Problem to work on:
Find the line that contains "Where can the pine" in the entries below. Restate it and every line after it, word for word, with no pictures.

(Entries from a dataset)
====
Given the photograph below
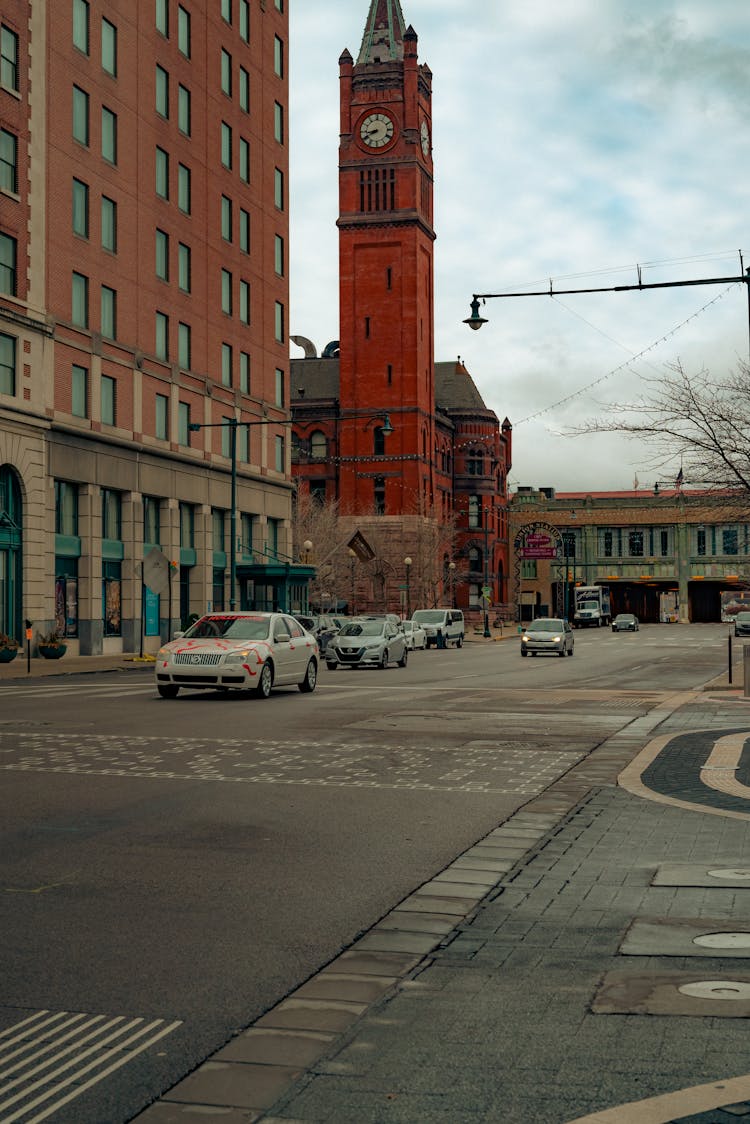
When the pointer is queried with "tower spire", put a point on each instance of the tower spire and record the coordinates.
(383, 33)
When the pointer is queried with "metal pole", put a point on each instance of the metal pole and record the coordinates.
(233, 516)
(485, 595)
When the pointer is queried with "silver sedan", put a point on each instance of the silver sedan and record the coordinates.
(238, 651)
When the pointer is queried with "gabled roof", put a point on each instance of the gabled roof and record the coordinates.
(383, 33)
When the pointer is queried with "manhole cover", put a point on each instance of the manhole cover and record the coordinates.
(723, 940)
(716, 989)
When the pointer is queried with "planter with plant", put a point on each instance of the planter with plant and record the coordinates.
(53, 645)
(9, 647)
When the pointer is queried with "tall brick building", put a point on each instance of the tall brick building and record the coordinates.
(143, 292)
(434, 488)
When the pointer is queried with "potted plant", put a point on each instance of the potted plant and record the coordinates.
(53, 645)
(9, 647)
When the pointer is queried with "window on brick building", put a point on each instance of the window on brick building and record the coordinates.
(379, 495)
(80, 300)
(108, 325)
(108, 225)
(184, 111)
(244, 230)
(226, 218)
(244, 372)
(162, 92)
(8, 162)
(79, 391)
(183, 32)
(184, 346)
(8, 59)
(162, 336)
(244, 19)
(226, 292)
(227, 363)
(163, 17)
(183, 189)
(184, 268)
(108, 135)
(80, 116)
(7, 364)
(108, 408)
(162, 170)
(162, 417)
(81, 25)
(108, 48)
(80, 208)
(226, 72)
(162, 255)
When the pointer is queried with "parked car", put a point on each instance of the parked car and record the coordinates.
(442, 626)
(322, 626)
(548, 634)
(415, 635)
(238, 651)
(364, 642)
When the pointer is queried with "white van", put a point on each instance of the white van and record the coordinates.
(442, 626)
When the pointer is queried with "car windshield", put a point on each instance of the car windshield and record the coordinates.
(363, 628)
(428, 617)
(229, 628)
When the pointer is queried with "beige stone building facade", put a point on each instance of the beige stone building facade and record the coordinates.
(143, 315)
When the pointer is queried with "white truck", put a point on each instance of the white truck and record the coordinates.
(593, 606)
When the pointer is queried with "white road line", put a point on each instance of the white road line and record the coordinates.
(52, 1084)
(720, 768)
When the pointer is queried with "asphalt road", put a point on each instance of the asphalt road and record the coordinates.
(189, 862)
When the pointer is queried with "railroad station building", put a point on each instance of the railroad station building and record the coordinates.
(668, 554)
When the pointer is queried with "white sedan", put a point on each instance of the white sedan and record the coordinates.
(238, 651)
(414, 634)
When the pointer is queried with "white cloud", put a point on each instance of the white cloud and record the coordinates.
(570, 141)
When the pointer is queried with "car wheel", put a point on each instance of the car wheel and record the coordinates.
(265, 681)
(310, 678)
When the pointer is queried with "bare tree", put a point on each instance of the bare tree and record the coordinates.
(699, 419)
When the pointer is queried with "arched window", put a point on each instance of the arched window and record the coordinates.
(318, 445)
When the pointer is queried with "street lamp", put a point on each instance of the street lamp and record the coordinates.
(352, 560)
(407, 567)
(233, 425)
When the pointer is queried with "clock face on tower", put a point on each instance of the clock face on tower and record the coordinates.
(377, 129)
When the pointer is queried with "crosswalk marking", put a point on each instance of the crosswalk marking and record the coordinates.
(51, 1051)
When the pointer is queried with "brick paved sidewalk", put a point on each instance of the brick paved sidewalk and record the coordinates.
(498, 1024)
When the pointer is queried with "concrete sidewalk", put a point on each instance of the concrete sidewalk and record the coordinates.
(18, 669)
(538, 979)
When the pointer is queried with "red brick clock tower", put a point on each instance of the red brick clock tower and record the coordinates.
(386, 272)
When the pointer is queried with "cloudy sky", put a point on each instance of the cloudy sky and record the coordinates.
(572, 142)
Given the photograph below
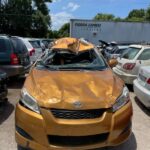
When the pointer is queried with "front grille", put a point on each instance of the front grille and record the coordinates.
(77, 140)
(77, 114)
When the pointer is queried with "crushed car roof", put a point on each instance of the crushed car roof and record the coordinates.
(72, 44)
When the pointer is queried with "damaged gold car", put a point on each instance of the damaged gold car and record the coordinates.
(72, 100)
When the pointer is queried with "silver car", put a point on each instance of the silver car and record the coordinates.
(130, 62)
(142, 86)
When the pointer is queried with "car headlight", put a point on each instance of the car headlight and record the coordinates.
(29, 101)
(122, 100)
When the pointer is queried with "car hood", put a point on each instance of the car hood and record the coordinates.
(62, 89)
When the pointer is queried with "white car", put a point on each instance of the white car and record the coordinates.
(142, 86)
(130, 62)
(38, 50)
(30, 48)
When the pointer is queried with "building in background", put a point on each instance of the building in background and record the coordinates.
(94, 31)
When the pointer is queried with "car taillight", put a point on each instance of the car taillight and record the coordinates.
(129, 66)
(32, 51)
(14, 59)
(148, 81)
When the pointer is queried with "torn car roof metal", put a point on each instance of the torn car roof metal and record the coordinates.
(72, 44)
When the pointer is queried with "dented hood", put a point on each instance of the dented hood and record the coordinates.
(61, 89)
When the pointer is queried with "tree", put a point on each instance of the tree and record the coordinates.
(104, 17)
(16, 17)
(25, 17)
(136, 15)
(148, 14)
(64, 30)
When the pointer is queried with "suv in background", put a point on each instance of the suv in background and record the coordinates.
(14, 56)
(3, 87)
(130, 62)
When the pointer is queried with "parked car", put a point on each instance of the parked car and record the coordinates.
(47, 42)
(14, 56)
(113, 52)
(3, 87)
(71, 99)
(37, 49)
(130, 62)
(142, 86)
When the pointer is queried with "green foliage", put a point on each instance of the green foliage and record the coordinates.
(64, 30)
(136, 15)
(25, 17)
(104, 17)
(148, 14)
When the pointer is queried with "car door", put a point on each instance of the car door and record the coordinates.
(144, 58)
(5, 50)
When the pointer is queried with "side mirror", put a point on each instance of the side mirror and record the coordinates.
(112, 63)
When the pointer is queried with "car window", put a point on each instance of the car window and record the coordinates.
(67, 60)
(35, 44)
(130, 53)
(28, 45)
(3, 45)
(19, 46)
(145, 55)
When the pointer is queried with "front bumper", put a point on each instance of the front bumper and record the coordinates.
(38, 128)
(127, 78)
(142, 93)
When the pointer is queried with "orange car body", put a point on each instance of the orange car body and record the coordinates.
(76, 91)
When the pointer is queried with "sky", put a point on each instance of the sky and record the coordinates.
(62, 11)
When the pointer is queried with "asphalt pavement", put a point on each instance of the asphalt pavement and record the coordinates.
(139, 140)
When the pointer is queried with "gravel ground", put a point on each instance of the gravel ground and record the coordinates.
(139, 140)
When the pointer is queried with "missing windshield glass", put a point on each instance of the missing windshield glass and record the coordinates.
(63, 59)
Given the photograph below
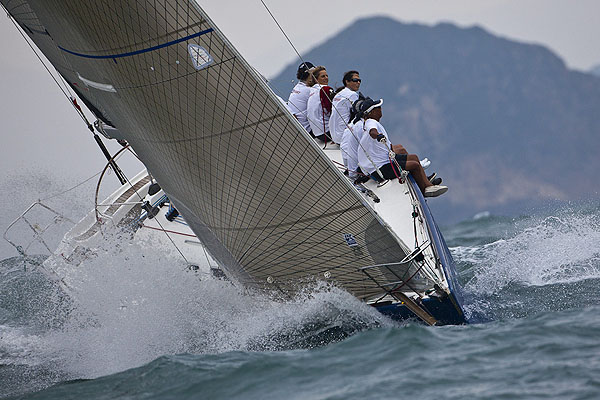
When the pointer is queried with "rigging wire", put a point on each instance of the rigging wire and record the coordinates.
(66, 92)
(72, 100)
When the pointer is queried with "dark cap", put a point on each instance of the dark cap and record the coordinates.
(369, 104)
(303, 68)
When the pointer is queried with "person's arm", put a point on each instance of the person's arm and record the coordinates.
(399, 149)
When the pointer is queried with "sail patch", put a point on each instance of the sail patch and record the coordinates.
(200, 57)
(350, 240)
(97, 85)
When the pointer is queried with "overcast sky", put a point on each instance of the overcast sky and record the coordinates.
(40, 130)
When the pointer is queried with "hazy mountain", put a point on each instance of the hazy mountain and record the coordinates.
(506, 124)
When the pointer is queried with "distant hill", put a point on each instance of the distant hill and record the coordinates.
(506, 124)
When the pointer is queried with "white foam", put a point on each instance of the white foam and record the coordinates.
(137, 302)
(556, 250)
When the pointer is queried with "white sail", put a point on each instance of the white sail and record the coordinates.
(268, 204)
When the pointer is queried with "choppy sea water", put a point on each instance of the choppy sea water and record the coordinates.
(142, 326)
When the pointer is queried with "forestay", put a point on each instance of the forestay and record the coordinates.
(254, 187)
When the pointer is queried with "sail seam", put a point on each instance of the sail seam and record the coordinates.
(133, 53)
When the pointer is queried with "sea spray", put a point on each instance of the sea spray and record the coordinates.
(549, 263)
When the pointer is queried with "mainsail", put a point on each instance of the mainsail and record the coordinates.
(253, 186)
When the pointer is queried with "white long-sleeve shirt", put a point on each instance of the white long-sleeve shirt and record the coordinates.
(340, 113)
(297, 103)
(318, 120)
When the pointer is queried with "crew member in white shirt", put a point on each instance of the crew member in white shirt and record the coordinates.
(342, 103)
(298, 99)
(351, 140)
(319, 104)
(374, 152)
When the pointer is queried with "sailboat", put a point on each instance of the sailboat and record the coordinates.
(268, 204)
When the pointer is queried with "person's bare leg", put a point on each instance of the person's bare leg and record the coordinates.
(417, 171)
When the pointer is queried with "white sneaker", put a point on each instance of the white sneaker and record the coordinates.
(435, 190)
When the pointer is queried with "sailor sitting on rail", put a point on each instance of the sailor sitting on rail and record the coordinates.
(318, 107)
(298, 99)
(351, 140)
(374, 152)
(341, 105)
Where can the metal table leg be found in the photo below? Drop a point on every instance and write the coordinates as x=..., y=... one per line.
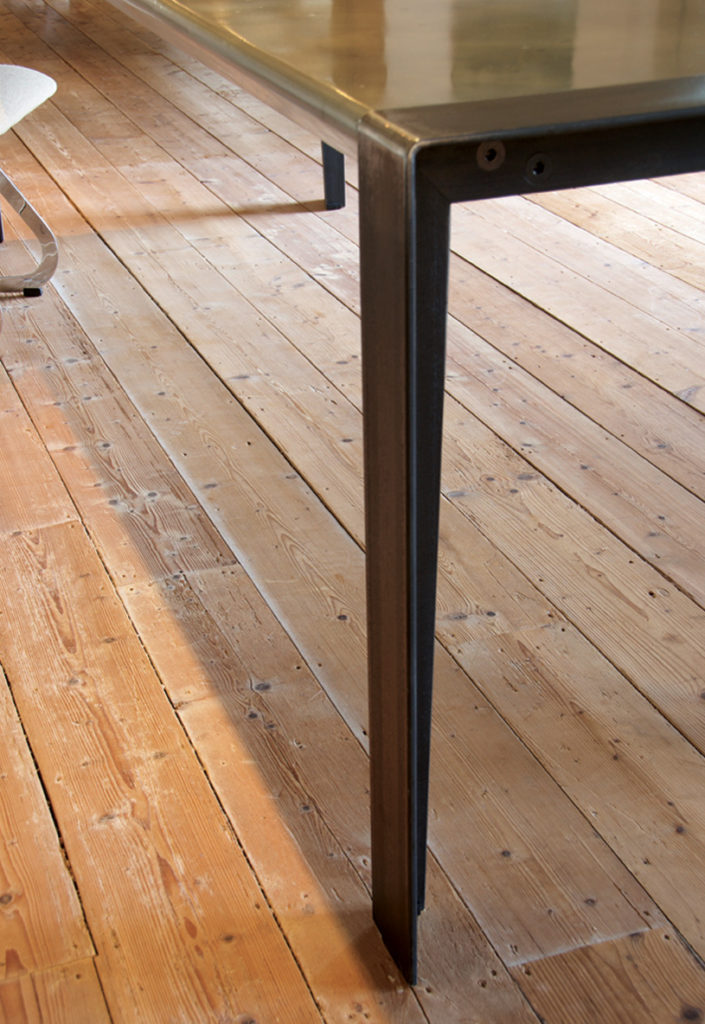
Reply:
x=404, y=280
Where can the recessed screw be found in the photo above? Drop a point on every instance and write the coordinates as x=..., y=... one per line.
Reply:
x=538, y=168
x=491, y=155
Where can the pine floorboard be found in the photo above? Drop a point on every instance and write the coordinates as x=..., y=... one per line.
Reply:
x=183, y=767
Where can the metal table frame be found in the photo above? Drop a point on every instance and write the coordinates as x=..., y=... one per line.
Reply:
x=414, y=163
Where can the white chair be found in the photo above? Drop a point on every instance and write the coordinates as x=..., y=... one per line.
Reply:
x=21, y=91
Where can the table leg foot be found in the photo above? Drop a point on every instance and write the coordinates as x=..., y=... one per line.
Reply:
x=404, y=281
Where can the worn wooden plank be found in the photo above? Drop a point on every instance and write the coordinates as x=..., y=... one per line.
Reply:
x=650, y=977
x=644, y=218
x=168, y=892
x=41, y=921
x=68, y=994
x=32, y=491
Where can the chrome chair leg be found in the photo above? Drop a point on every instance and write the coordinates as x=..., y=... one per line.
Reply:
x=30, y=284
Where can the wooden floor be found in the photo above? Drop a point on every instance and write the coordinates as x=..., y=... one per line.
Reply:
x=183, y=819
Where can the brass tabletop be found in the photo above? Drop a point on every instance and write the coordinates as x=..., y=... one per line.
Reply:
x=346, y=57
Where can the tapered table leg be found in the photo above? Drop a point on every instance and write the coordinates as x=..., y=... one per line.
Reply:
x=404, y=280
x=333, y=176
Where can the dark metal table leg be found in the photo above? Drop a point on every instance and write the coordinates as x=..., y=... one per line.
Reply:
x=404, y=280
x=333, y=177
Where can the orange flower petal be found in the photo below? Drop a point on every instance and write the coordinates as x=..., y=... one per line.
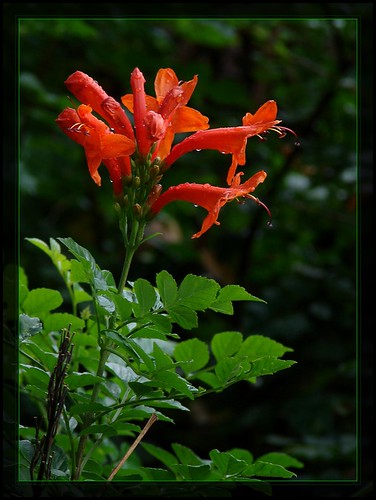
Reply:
====
Exercise output:
Where can the pine floorboard be found in the photo above? Drop a point on every instance and write the coordinates as x=..., y=... one per line.
Reply:
x=183, y=767
Where can the metal table frame be found in the photo above? Drop a point on every instance and write the coordinates as x=..., y=... one per line.
Reply:
x=414, y=163
Where can the white chair be found in the photo above? Drop a point on every instance and write the coordinates as x=..., y=... one per line.
Reply:
x=21, y=91
Where can the table leg foot be found in the photo above? Drop a point on every instance and write the coordinates as x=..., y=... one per line.
Reply:
x=404, y=281
Where can the worn wooden plank be found in the photo above? Drop a point on every instance and write the coordinates as x=..., y=... one per line.
Reply:
x=650, y=977
x=644, y=218
x=168, y=892
x=41, y=921
x=68, y=994
x=32, y=491
Where can the chrome chair leg be found in the photo above? Drop a point on every instance and write the coordinates as x=..., y=... one per line.
Reply:
x=30, y=284
Where can the wooden floor be found in the photo above? Drop a point on every instance and write the coordinates as x=..., y=... one per line.
Reply:
x=183, y=819
Where can the brass tabletop be found in the photo above? Drop a point on every instance and write the coordinates as x=..., y=... one per line.
Reply:
x=346, y=57
Where can the tapered table leg be found in the photo above? Drop a point on every instance and write the coordinates as x=..., y=... one per line.
Reply:
x=404, y=280
x=333, y=176
Where can the dark metal table leg be found in the photo above? Drop a point on every instance and write the coordinates as x=..., y=... one per line.
Reply:
x=404, y=280
x=333, y=177
Where can the orange flower petal be found in the photo below? Drop a point on every instance and write the coordinates as x=..., y=... one per line.
Reply:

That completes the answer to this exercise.